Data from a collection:

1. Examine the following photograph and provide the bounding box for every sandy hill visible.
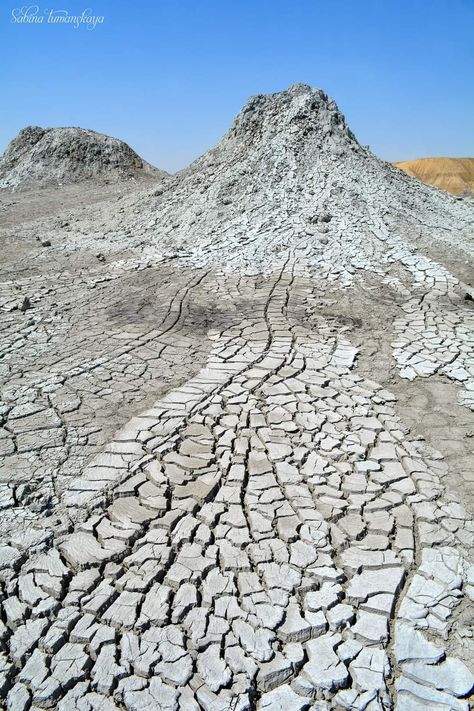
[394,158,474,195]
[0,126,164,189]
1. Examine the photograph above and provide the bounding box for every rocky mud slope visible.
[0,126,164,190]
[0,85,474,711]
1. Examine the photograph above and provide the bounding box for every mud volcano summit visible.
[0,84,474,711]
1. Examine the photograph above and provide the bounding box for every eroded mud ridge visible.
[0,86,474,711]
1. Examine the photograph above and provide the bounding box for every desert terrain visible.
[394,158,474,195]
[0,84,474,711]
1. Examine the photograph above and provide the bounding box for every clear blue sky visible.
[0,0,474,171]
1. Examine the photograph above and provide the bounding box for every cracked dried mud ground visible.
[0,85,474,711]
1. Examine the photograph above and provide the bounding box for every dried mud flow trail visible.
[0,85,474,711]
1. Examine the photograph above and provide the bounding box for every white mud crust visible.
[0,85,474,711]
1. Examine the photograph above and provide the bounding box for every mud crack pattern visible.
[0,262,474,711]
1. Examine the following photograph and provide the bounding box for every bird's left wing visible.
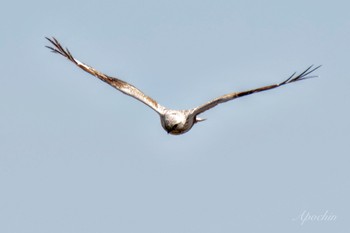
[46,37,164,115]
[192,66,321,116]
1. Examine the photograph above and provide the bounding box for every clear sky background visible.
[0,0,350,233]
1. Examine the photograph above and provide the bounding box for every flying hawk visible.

==

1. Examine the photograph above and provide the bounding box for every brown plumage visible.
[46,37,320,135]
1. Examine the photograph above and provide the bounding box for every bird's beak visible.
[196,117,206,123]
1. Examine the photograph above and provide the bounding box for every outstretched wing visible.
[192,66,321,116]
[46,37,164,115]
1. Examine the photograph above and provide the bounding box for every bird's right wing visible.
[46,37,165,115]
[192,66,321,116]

Written request:
Write out the section of the data above that begins with the line containing "desert terrain visible." and ends with the line containing "[0,0,350,233]", including both of those lines. Leave the pictures out of your answer.

Complete answer:
1. Examine the photograph above and provide the bounding box for every desert terrain visible.
[394,158,474,195]
[0,84,474,711]
1. Examine the photograph above and provide the bounding box for every clear blue sky visible.
[0,0,474,171]
1. Examine the photograph above and provide the bounding box for every cracked dried mud ground visible.
[0,85,474,711]
1. Examine the photograph above and provide the bounding box for every dried mud flow trail visible.
[0,85,474,711]
1. Examine the photograph above and provide the bounding box for every white mud crust visible.
[0,85,474,711]
1. Examine the photograph above and provide the bounding box for every mud crack pattern visible.
[0,262,474,711]
1. Examine the following photograph and provide the bounding box for every bird's left wing visible.
[46,37,164,115]
[192,66,321,116]
1. Examine the photograph above and provide the bounding box for every clear sky background visible.
[0,0,350,233]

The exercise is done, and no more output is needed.